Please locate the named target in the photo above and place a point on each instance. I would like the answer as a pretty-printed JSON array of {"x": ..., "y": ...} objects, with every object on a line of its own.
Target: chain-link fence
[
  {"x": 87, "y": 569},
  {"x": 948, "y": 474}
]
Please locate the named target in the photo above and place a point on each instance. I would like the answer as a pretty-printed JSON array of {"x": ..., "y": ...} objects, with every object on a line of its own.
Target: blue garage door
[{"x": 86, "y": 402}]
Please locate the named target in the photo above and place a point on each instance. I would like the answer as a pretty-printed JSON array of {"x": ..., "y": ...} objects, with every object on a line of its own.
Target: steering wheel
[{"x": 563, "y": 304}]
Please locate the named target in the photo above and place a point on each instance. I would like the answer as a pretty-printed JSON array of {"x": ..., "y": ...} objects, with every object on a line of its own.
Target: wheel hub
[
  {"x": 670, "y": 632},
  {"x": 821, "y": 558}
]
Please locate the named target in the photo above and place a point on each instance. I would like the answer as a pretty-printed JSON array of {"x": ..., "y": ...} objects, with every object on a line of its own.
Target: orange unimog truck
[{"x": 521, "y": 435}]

◇ ◇ ◇ ◇ ◇

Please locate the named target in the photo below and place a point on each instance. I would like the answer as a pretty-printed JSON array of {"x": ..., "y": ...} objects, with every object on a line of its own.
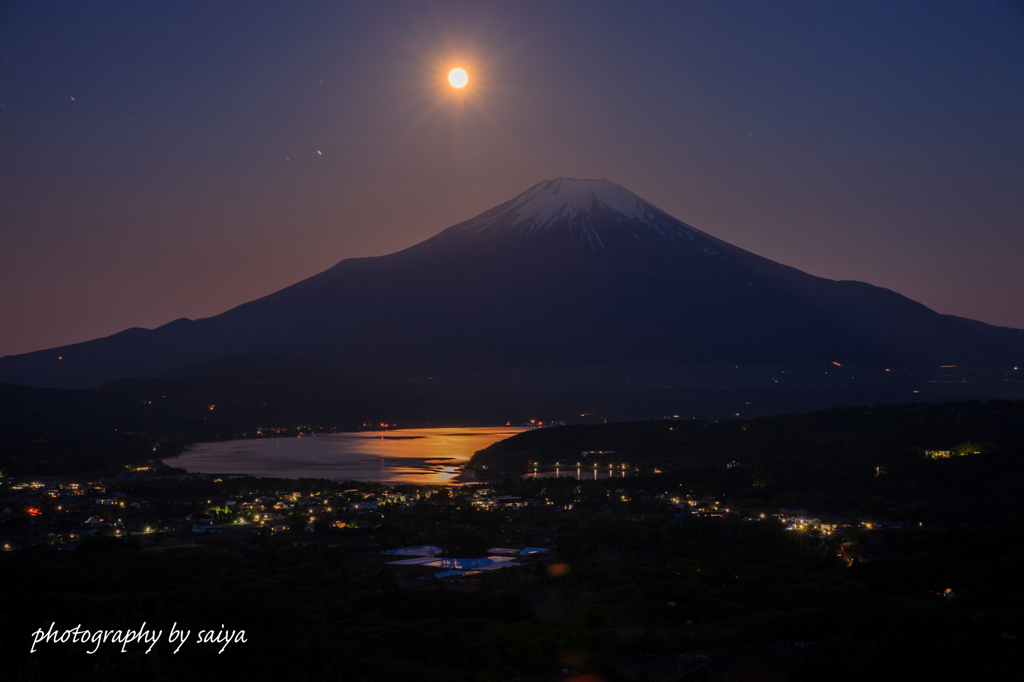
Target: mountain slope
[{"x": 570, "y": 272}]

◇ ◇ ◇ ◇ ◇

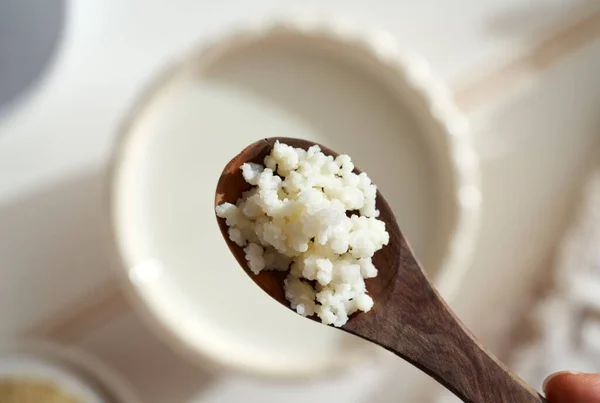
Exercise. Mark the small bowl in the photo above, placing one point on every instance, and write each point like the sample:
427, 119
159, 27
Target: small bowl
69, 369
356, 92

◇ ◇ ◇ ◇ ◇

:: PROBLEM DESCRIPTION ::
Report the number of lines in the rows above that contain the string "small", matching case exactly. Give only the number.

:: THE ANSWER ::
2